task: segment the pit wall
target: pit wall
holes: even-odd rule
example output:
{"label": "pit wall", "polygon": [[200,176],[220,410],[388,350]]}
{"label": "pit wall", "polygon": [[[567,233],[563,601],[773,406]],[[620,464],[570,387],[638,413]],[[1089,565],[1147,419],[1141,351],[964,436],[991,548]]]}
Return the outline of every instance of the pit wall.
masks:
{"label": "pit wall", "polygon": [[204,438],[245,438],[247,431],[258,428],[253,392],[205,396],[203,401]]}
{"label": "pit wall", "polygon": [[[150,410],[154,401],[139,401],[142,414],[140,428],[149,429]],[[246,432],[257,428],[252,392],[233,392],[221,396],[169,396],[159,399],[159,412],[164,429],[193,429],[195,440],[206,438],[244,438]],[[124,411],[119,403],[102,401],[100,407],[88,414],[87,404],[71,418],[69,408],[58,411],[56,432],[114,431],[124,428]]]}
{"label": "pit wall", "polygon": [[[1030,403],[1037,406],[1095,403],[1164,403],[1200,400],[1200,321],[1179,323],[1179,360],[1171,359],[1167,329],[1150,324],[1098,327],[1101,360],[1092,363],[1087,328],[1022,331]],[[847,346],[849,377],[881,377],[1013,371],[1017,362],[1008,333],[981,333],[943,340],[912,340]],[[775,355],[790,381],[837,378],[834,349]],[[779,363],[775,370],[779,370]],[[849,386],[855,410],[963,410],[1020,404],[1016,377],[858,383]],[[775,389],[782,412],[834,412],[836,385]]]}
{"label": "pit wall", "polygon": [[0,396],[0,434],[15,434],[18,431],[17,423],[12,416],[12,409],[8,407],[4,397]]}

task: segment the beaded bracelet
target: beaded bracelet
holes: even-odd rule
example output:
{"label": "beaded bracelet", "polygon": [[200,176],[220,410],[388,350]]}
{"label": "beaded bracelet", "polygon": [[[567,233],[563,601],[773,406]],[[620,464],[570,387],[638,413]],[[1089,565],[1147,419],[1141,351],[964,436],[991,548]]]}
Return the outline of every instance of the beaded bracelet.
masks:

• Task prompt:
Across the records above, how many lines contain the word "instance"? Please give that number alone.

• Response box:
2